◆ Problem ◆
Please restate, word for word, the lines below that begin at the one with "Target: windowsill" and end at the one with "Target: white baseboard". Leave out all other lines.

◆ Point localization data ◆
* * * * *
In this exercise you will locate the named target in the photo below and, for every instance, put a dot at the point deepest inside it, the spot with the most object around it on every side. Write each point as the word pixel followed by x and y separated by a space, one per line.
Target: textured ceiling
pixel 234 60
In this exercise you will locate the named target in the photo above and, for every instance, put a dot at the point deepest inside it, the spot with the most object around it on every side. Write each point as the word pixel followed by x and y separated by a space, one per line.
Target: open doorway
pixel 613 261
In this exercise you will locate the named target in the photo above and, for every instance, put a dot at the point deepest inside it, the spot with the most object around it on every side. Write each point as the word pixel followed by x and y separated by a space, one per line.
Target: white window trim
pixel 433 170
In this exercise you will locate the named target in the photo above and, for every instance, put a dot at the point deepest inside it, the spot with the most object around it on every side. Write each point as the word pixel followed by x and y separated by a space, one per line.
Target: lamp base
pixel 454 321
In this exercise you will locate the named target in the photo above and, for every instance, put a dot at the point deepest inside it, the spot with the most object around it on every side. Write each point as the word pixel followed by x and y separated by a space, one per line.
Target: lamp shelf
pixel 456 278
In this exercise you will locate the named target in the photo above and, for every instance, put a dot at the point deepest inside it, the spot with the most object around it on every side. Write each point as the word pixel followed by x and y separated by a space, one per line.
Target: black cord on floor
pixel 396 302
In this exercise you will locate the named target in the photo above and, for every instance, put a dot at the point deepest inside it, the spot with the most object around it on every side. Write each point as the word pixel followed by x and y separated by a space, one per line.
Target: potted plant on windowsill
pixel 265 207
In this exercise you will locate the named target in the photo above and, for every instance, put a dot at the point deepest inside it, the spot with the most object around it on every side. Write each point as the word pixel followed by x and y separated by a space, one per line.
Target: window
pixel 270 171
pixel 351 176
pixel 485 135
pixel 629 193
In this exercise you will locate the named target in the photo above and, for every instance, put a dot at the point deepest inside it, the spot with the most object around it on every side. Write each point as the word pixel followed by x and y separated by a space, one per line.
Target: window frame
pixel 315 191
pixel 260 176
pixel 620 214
* * * * *
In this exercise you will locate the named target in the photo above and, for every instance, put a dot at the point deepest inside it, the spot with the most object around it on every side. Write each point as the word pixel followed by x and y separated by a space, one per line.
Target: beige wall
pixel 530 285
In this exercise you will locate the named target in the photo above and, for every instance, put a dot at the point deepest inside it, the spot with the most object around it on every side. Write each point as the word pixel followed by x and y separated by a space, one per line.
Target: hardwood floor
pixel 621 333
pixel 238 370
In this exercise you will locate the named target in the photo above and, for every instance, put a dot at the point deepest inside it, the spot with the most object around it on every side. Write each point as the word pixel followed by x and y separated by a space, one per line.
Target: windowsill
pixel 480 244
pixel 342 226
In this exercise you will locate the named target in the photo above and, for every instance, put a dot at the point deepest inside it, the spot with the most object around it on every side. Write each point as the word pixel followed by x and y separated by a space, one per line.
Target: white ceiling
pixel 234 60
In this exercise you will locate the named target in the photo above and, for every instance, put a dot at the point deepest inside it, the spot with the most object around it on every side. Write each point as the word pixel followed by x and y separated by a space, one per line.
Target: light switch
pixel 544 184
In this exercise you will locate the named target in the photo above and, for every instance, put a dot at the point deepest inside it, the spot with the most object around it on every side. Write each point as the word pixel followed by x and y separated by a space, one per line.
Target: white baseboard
* * * * *
◆ Solution for this exercise ◆
Target: windowsill
pixel 480 244
pixel 342 226
In this exercise you will locate the named target in the photo above and, for every instance, put a dot at the point deepest inside it, the spot with the most object around it on every side. Write each point as the word pixel followed by x and y separated by a space, one per line.
Target: white ceiling
pixel 234 60
In this exercise you will locate the named target in the photo above and, for every instance, put a dot at the point deepest inside it, the spot with the most object around it on every side. Write each point as the word pixel followed by x and y separated by a space, one per line.
Target: light switch
pixel 544 184
In this exercise you will locate the named target in the photo above and, for every instance, put a dot at the point deepest inside it, the spot with the most object around it on every side. Write each point as the word pixel followed by x and y separated by a space, one per line.
Target: white baseboard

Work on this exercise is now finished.